'''

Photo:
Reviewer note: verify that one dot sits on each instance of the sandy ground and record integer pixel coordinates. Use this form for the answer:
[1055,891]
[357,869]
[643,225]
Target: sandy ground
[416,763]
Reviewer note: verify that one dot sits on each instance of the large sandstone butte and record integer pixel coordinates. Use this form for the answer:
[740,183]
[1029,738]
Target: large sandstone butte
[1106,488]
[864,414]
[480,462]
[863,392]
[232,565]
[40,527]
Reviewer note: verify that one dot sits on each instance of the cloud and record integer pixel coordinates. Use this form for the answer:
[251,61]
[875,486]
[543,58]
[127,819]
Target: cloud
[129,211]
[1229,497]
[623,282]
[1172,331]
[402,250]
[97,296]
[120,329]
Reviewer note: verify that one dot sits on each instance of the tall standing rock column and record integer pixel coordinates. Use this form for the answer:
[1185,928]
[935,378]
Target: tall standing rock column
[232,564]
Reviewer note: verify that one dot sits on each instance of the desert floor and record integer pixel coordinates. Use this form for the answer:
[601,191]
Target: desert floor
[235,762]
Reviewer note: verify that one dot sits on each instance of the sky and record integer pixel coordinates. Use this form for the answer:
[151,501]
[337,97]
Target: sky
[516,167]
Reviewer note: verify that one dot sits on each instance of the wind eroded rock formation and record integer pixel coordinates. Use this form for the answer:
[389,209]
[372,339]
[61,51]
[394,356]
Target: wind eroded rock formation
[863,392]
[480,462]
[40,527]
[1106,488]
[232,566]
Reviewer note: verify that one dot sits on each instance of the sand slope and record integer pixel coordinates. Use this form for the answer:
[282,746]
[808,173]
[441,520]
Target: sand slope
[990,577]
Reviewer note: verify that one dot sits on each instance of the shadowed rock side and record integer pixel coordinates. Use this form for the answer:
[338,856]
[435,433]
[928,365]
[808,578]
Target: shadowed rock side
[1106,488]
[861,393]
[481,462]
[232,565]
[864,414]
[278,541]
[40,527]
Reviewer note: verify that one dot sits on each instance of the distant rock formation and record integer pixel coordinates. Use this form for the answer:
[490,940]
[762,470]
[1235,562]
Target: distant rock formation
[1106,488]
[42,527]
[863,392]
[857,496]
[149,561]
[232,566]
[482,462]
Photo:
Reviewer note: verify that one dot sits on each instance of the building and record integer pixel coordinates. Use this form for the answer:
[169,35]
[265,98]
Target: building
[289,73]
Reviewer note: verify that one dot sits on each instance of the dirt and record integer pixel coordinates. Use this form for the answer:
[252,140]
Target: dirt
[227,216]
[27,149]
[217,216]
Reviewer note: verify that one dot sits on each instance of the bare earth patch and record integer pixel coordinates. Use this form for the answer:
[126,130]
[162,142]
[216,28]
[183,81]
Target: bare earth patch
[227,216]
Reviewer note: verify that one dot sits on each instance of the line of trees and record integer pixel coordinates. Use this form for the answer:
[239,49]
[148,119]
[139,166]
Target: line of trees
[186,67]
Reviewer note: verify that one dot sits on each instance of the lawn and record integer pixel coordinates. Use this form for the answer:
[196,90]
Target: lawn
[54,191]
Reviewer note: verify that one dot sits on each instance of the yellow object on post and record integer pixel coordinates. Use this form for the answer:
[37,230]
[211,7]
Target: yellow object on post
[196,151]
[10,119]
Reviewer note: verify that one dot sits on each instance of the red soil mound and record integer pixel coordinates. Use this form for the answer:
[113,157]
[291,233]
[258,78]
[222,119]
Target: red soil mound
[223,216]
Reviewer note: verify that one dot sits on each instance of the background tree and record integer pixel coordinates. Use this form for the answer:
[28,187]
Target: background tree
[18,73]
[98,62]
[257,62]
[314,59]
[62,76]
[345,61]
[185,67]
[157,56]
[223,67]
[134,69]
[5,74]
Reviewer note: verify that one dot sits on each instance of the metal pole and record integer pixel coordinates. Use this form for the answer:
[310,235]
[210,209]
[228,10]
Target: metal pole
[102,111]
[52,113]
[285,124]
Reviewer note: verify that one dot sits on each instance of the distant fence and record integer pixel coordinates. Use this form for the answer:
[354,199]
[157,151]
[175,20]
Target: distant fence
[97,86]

'''

**Exercise:** Quote the lines word for word, beginning with the line that contains "the distant fence" and ending with the last line of the items.

**Result for this exercise:**
Reviewer note: verify that one dot sits on each instance of the distant fence and record integer pixel coordinates. Use this form for the answer:
[354,199]
[157,151]
[175,20]
Target: distant fence
[97,86]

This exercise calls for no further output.